| TASK PROMPT |
The expected output is the full set of entries, retyped verbatim, pictures excluded.

| RECORDS SHOWN |

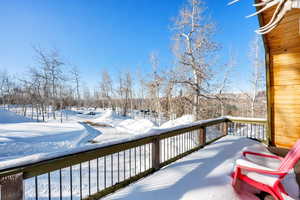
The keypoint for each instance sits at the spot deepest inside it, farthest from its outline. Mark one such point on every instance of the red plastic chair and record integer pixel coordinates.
(265, 178)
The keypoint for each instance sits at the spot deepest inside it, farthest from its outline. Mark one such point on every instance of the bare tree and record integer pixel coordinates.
(223, 85)
(76, 79)
(193, 45)
(106, 88)
(257, 84)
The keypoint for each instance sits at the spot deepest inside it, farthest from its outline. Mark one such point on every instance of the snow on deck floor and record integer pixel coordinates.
(204, 174)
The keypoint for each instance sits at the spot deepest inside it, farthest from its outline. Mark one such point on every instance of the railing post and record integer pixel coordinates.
(11, 187)
(156, 153)
(225, 130)
(202, 136)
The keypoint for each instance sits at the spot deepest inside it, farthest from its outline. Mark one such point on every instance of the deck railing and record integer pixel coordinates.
(96, 172)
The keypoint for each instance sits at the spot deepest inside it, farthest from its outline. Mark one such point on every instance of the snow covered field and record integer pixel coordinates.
(204, 174)
(23, 141)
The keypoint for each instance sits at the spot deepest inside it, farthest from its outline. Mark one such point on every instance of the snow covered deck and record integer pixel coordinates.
(204, 174)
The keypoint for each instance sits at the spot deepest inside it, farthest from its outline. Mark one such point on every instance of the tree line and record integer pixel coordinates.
(190, 86)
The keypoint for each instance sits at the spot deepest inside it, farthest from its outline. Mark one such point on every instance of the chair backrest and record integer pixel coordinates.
(291, 158)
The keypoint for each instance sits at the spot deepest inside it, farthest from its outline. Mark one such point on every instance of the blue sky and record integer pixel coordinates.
(115, 35)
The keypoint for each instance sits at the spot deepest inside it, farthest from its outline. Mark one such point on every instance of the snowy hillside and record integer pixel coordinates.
(10, 117)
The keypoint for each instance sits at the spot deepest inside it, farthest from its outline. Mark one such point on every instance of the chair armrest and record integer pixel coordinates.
(253, 167)
(262, 155)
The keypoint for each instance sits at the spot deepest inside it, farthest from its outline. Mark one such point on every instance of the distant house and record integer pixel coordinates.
(282, 46)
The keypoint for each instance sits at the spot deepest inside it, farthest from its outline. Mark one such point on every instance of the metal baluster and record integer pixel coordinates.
(124, 154)
(71, 182)
(140, 159)
(49, 186)
(80, 180)
(60, 185)
(97, 165)
(129, 163)
(150, 155)
(134, 160)
(112, 169)
(89, 168)
(104, 172)
(118, 167)
(36, 188)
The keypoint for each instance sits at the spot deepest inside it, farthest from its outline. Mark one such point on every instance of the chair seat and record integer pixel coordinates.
(262, 178)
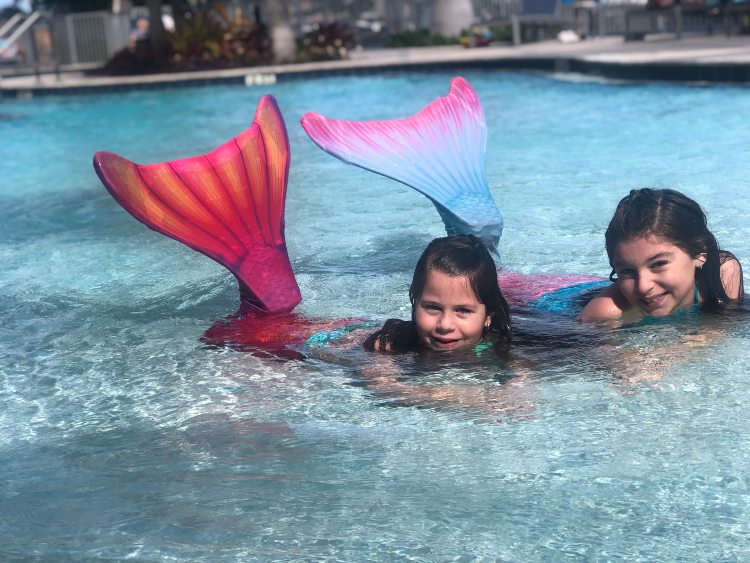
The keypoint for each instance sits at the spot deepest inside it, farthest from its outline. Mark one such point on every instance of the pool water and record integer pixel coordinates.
(123, 436)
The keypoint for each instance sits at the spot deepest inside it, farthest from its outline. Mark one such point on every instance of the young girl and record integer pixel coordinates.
(663, 255)
(456, 302)
(664, 258)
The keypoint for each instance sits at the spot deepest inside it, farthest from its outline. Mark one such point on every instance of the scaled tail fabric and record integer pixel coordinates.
(227, 204)
(438, 152)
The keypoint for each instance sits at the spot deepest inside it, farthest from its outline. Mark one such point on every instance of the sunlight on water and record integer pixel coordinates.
(123, 435)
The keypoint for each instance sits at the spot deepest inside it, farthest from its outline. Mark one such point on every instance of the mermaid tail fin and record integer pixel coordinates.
(227, 204)
(439, 152)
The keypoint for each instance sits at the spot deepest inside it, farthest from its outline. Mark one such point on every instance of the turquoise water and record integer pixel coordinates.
(122, 435)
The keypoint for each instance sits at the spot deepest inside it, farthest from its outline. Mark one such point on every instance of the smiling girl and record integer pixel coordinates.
(456, 301)
(664, 258)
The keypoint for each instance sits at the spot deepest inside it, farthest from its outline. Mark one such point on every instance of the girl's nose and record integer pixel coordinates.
(644, 283)
(445, 323)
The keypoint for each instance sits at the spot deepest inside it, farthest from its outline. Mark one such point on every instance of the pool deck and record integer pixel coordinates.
(690, 59)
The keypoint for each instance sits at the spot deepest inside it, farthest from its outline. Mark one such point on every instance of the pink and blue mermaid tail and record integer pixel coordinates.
(229, 205)
(563, 294)
(438, 152)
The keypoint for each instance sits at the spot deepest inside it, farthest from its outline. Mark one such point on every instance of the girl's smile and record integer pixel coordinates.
(654, 275)
(448, 315)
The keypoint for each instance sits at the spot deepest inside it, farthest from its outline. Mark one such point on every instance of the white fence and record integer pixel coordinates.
(93, 37)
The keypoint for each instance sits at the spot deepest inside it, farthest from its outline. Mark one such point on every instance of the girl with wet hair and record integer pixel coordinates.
(456, 302)
(664, 258)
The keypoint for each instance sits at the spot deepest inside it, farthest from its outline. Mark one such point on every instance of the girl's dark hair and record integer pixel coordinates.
(680, 220)
(457, 255)
(465, 255)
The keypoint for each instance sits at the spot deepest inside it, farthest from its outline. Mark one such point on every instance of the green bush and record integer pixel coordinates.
(328, 41)
(419, 38)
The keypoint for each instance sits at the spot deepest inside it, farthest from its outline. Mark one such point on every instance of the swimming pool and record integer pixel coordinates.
(124, 436)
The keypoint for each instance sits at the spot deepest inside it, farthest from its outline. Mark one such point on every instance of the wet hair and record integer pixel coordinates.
(680, 220)
(457, 255)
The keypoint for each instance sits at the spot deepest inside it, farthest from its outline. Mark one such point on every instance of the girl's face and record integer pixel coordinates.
(654, 275)
(448, 315)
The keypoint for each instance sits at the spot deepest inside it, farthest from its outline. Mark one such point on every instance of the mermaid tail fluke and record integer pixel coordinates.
(227, 204)
(438, 152)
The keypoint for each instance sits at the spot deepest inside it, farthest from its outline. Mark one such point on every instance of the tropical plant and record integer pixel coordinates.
(328, 41)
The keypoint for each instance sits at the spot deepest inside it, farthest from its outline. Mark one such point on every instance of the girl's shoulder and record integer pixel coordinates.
(731, 275)
(606, 305)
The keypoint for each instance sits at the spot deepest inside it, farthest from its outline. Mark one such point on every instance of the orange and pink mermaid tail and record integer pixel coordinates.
(440, 153)
(227, 204)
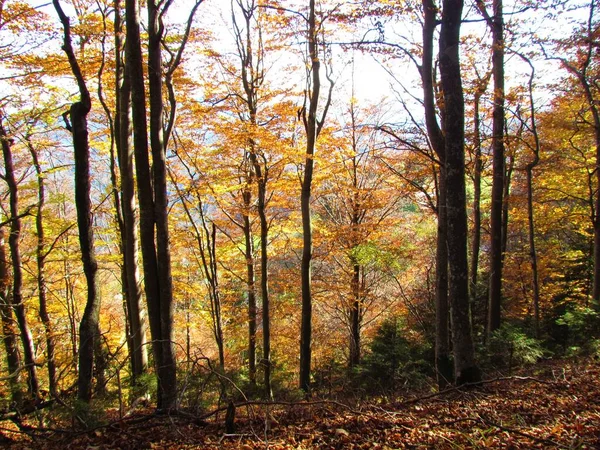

| OUTPUT BELOW |
The keypoint for each instance sits at the spot deepest inside it, farthest from its outline. Mark one such point on every instance of the red plastic chair and record integer pixel coordinates.
(265, 178)
The keypoint for each instance sits at the spot deepest inside it, farthest from its outline. Mark one such point on every instance of the bare tree and record integer pixel coordinates.
(223, 85)
(76, 79)
(193, 45)
(106, 88)
(257, 84)
The keypoint for each instance sits at the spot deepest inside it, farthest from its outline. Mark one such point on every instance of the snow on deck floor and record integer pixel coordinates.
(204, 174)
The keypoint for each instance sits at the spot deepest inside it, farthest from its outline. Mark one such point on every instance of the railing post and record integer pixel coordinates.
(11, 187)
(156, 153)
(225, 130)
(202, 136)
The keypoint for each instance sits at the spot deepest inside it, farthest from its outline. Mark one such point on every instance of the deck railing and record integer pixel coordinates.
(96, 172)
The keypoint for each instance sits at the spot deepest inside it, farthest from its outline. Mark one such point on every instance of the snow covered field and record integer pixel coordinates.
(204, 174)
(23, 141)
The keypoint for each instance sits at the spot deepest inside it, farthest from its outline. Mark one such point on every instance of the snow covered deck and record integer pixel coordinates.
(204, 174)
The keypoint for each instance sits at the spot deepest inside it, farthest from its outline. Mark one such point on every instance of the tree line and record integer pixel coordinates.
(190, 86)
The keypoint for each instance sits at the spot deepest inside it, farthest from its outline. Mark one such point on every instance of the chair backrest and record integer pixel coordinates.
(291, 158)
The keypoint for each instance sits at the spot deepest inside it, farthest from its outline. Mark one such point on every instance of the blue sky and record integer pixel coordinates.
(115, 35)
The keypoint for each instance sits at the spot deepest inside it, farthest from its outline. Mark one such point on every instance of the snowy hillside and record integer pixel coordinates.
(10, 117)
The keypoint for each instance sits at the spot deepest inside it, farthest from its outline. Mark one such point on every instance of the chair armrest and record integer pixel coordinates.
(253, 167)
(262, 155)
The keypoint for each instance sits at the spot deepest inside it, farthest from its outline. Mark one such point on every instance of the distant house and record integer pixel coordinates.
(282, 46)
The keypoint for each instance sits at the spot deepest inside it, farthest from its outline. Mark one such point on every instance of the metal baluster and record integer pixel coordinates.
(124, 154)
(71, 182)
(140, 159)
(49, 186)
(80, 180)
(60, 185)
(97, 165)
(129, 163)
(150, 155)
(134, 160)
(112, 169)
(89, 168)
(104, 172)
(118, 167)
(36, 188)
The keypoint for each instance sits at the spot deepest inside it, farthest from its outline. Mark one such point on every instance of the chair seat and record integer pixel coordinates.
(262, 178)
The keypoint for each instance sits at the spot deepest inside it, farthest from its outline. Mark one such point on every instance of the pool water and record integer pixel coordinates.
(123, 436)
The keypoint for each instance sits at the spot deepest inside it, farthest from its outline. Mark one such point on every instance of the young girl and record integer pixel coordinates.
(663, 255)
(456, 302)
(664, 258)
The keypoint for each instance sits at the spot deepest inside it, farthest from its outline. Mark one such point on every instance of the scaled tail fabric and record integer pixel coordinates.
(227, 204)
(438, 152)
The keypoint for each instance sits at the spot deepest inside it, farthest from its outline. Mark one such point on every instance of the sunlight on water and record integer pixel coordinates.
(123, 435)
The keypoint for each instance sits at the spot deepest inside it, farthest from its outline. Mark one such point on every instance of the mermaid tail fin and record integer pixel coordinates.
(227, 204)
(439, 152)
The keypoint for each instance sits at the spot deepest inside it, farthest from its outline. Mark one such point on every instance of the turquoise water and record integer pixel coordinates.
(122, 435)
The keypoint for each instance sits at the spot deepest inside it, farthest from its outline. Mark one such point on every instance of the smiling girl and record integer pixel coordinates.
(456, 301)
(664, 258)
The keypoint for each instance sits at the spot deepest inside it, farthest from its outline. Mark one such point on every instance of the girl's nose and record integer pixel coordinates.
(644, 283)
(445, 323)
The keypoint for each instance sits at the spot deepest inside it, farthest from its outline. Mark one such point on every instance of the pool deck and record integer pixel coordinates.
(690, 59)
The keypoint for each instance sits at the spot deepest inside it, farthest from its outline. Mark one such point on every instance of the pink and blue mermaid tail and record integer pixel coordinates.
(229, 205)
(563, 294)
(438, 152)
The keypoint for each instance sits at the spot deepest inside it, farthest from its outline. Mark one such point on every instance of the girl's smile and record integer pixel coordinates.
(654, 275)
(448, 315)
The keypoint for each instance sits at the spot deepest inside it, farthest from its outline. Mark one such point on every instance of the white fence and record integer pixel coordinates.
(93, 37)
The keypoint for each instance sits at the spot deepest inside it, farthest from its outline. Mark one such point on every instance of the girl with wet hair and record integer pixel coordinates.
(456, 302)
(664, 258)
The keypoint for each instance sits at the spot deepest inside it, farthest from its outline. Mark one such point on every instance of the girl's dark hair and record integer pixel coordinates.
(680, 220)
(457, 255)
(465, 255)
The keypoint for each instance sits at the spot deepest inside it, farthest from its outline. Mark one such point on every instance of the green bush and record integer pixel coordinates.
(328, 41)
(419, 38)
The keypoint for each instance sits at the spot deepest inside it, farthest from its outline. Mark one such point on every instance of the swimming pool and record integer pixel coordinates.
(124, 436)
The keypoint for each instance sits at the spot deepest inside it, farthest from its outline. Mark one such point on every instance of the wet hair and record integer pixel coordinates.
(680, 220)
(457, 255)
The keypoint for each instance sits at the spot deepest inside it, farthest from its outline. Mark one such point on every instance of the girl's face and record integer pixel coordinates.
(654, 275)
(448, 315)
The keypoint for each instance sits at the spot deepest inside it, farthest from its outline. Mark one such point on every instance of the mermaid tail fluke and record integer pixel coordinates.
(227, 204)
(438, 152)
The keypoint for each instance sits at the spot deepest inside it, farthest from its outline. Mark one such point on every instance of the tropical plant and record integer pixel coordinates.
(328, 41)
The keypoint for each instance sits at the spot deepest inside it, farthest from its outline. Mark one such point on every instance of the girl's shoulder and record integer pixel coordinates.
(731, 275)
(606, 305)
The keypoint for each instance sits at the spot deepest inside it, farthest from its outline. Mark one such point on every instance of the orange and pink mermaid tail and record integer pixel coordinates.
(440, 153)
(227, 204)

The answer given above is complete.